[[ Material provided open ]]
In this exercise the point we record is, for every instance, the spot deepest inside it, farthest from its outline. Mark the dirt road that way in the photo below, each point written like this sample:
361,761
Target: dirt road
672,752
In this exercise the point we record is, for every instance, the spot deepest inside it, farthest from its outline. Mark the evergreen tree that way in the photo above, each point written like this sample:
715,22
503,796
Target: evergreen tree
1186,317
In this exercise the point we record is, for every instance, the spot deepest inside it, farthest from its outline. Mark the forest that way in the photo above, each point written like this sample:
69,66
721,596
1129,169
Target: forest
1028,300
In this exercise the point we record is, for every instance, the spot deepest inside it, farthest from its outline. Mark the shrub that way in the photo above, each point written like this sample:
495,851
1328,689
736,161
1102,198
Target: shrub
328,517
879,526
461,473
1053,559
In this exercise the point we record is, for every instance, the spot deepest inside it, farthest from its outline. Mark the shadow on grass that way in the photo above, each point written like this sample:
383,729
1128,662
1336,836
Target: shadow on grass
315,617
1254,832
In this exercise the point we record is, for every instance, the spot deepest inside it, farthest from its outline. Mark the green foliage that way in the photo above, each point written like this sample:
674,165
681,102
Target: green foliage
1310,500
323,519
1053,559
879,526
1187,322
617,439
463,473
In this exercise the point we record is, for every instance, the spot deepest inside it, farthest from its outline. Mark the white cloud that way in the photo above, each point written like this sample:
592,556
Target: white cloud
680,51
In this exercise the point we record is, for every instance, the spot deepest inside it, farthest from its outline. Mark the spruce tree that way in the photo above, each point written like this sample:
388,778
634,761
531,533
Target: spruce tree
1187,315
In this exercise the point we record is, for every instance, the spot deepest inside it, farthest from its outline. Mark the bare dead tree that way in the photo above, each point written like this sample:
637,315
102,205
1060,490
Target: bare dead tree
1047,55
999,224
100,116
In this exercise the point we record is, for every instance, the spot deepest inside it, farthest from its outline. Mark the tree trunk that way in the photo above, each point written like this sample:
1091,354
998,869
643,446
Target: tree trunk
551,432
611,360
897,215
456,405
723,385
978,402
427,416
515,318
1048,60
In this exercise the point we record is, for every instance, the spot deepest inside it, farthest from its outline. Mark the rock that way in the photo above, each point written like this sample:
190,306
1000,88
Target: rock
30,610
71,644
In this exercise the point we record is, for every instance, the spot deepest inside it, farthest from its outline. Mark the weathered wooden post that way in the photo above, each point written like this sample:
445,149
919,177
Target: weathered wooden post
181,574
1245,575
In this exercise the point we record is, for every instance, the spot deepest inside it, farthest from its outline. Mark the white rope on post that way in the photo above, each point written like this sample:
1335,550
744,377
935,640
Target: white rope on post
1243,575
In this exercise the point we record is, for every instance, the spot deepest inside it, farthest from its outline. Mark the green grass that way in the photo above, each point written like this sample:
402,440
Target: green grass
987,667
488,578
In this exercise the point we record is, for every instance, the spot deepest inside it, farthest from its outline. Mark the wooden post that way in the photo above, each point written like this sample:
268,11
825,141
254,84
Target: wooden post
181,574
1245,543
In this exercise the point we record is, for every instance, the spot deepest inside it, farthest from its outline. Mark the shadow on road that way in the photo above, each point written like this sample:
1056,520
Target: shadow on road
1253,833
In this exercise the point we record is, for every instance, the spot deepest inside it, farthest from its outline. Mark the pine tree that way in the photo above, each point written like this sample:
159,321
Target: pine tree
[[ Material provided closed ]]
Set down all the entries again, word for word.

In this exercise the point we record is, for every instance, the spot deepest inside it, farthest from its outline. Mark the dirt road that way in the photo below, each point written like this sample:
361,761
Target: dirt road
672,752
In this exercise the point we record is, for every instance, the spot deepest inside it, farthest from its outline. Mark the evergreen tree that way in the photo above, each point written like this sample:
715,22
503,796
Target: evergreen tree
1186,317
In this exercise the point we record is, for every instance, the spot deepest inside it, farthest from its outline. Mark the forest that way in the photo above, each point written like this sample:
69,66
721,596
1129,169
Target: forest
1028,300
In this exercise the point we record is, for every instance, the spot deepest inside it, farthest from its outline. Mark the shrub that way in the photo above, each point written like this sample:
495,851
1328,689
736,161
1102,198
Target: shrub
328,517
879,526
461,473
1053,559
In this exercise the point we record is, for every instance, the spot deepest inside it, farthest from its outline. Mark the shadow on grass that way in the photo above, each point written like this sample:
383,729
1128,662
1336,836
Target: shadow on grass
315,617
1254,832
In this exercise the point we record is, for every instance, the spot deepest inside it, farthest from its outline. Mark the green foliage that way in the photo above, each point written like this sample:
674,165
681,102
Target: green foliage
1310,500
323,519
1053,559
879,526
1187,322
617,439
463,473
In this exercise the point we record is, for every instance, the spot deepest inside it, farthest from its outline. Mark the white cloud that way in the photo above, each point written like this sample:
592,556
Target: white cloud
680,51
In this exercise the point we record is, for every instance, the spot deepest inside it, farthest from its outline. Mark the spruce tree that way in the photo above, each point written like this sample:
388,778
634,761
531,533
Target: spruce tree
1187,315
In this exercise the point we record is, for every instance, the spot deepest inside it, farthest from its outline. Mark the bare dead tree that way in the photo above, each point written like this sample:
637,315
102,205
1060,490
Target: bare dead tree
1047,55
999,224
100,116
In this exercise the point we record is, for every instance, the spot deepest inside it, farthest from its outline. Mark the tree trunk that way in the photo above, each point written like this sample:
1091,354
998,869
643,446
Target: tree trunk
551,432
611,360
897,215
456,405
723,385
978,402
427,416
515,318
1048,60
In this exercise the point we record is, for every instance, the spot deepest inside it, farthest from its outline. Mark the rock that way in the photo above, each point written like this sample:
190,306
1000,88
Target: rock
30,610
71,644
In this exercise the point we record is, for every instance, the spot deepest inside it, farthest from its outline. Mark the weathered wooden post that way in the photo above, each point written like this sample:
445,149
919,177
Target: weathered wooden post
181,574
1245,575
In this exercise the point we record is, for every instance, the spot deepest inside it, farthest from its outline. Mark the white rope on post that way in the photo above, each point written like this sample:
1335,550
744,377
935,640
Target: white rope on post
1243,575
In this exercise the point we record is, for every instance, the spot deepest inside it, farthest from its outline. Mark the green grass that way in the photo above, each point written like this sample:
402,440
Target: green grass
987,667
488,578
In this exercise the point we record is, for every instance, the spot deepest inside it, farthest from its outline. Mark the wooden post that way in the photo above, each point written like this sample:
268,11
825,141
254,84
Target: wooden post
181,574
1245,543
In this exercise the point we record is, for every instance, the spot deepest inside it, farthest from its outline. Mark the shadow on road that way in the photo above, each point written like this sample:
1056,520
Target: shadow on road
1253,833
In this exercise the point we record is, for every instance, the spot deepest inside it, farthest from its outline. Mark the pine tree that way in the photo above, each point written like this sample:
159,321
Target: pine tree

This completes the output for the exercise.